PASSAGE GIVEN:

(begin)

# Lazy Susan Built-in Sticks on Stop



## WestofYouLB (Jul 12, 2016)

We bought a house with a corner inset cupboard with two lazy susan shelves. 

Each shelf is mounted on an axle which in turn is mounted on a separate shelf (call it the base shelf) below the lazy susan shelf. Near the front of the base shelf on the user's left, there is a ball bearing mounted in a fitting. The fitting holds the ball bearing so about 40% is visible, and the ball bearing is spring-mounted on a strong spring so it can be depressed. 

When the LS shelf is rotated, it rotates freely. But there is another fitting on the underside of the LS which is intended to engage somehow with the ball bearing on the base shelf as a stop. 

My problem is that getting the fitting on the LS fitting to engage with the ball bearing is very difficult. You have to really force it. 

I think there must be an adjustment somewhere to make the ball bearing engage without depressing it so much, but all the online articles I saw assumed that the LS shelf was scraping on the shelf below them, and adjustments could be made on the axle to raise the LS to a proper height. Not in this case, AFAICT.

Anybody seen this arrangement? I think it's a bit outdated, as the installation was ~2001. 

Thanks.


----------



## bud16415 (Jul 12, 2016)

I know what you are talking about but there are a number of different models out there. Maybe a photo would be enough for a pro here to help you out. There should be some adjustment I agree.

(end)

YOUR TASKS:
A - Can you translate this sentence from the lazy susan thread into Spanish: "We bought a house with a corner inset cupboard with two lazy susan shelves."
B - Could you update the lazy susan thread from "# Lazy Susan" up to and including "shelf as a stop.", putting "steel ball" in place of "ball bearing"?
The lines that follow come from a different source than the thread above.

DATA LISTING:
(begin)

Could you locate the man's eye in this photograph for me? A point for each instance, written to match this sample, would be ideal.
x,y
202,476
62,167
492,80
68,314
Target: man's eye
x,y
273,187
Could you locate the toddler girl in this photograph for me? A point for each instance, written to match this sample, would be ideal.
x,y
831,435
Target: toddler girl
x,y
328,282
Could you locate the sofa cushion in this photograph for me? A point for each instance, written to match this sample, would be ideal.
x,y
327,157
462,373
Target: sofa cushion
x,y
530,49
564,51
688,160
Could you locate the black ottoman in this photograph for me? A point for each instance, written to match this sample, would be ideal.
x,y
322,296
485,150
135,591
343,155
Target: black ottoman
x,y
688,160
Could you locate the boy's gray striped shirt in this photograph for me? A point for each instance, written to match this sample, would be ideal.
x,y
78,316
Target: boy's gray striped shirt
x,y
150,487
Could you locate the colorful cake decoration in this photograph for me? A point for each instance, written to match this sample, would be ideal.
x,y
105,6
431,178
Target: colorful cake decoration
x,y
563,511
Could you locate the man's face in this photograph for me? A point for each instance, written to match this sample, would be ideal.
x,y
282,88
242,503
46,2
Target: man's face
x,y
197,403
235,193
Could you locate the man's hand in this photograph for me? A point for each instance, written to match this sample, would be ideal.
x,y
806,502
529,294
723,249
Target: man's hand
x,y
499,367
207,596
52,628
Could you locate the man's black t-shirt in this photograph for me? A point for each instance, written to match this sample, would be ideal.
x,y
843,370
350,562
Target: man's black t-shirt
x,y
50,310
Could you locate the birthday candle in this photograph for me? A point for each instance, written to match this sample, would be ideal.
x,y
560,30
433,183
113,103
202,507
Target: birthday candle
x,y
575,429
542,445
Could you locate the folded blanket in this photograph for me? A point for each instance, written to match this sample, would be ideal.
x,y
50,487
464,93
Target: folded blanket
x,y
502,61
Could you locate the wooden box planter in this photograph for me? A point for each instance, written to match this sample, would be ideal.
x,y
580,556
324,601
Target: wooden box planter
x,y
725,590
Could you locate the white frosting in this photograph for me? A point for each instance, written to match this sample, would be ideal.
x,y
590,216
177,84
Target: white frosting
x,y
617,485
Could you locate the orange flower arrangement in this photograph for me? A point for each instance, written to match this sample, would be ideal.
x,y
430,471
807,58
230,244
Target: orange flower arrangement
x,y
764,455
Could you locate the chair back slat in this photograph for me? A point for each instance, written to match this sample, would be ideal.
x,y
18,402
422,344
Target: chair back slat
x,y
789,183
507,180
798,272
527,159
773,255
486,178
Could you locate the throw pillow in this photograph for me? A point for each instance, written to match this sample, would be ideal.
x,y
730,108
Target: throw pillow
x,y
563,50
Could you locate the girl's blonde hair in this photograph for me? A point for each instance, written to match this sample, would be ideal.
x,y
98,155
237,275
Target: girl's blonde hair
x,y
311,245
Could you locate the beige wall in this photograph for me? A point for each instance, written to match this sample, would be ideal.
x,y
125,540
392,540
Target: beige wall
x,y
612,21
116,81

(end)

THE RESPONSES:
A - Compramos una casa con un armario esquinero empotrado que tiene dos estantes giratorios tipo lazy susan.

B -
# Lazy Susan Built-in Sticks on Stop



## WestofYouLB (Jul 12, 2016)

We bought a house with a corner inset cupboard with two lazy susan shelves. 

Each shelf is mounted on an axle which in turn is mounted on a separate shelf (call it the base shelf) below the lazy susan shelf. Near the front of the base shelf on the user's left, there is a steel ball mounted in a fitting. The fitting holds the steel ball so about 40% is visible, and the steel ball is spring-mounted on a strong spring so it can be depressed. 

When the LS shelf is rotated, it rotates freely. But there is another fitting on the underside of the LS which is intended to engage somehow with the steel ball on the base shelf as a stop.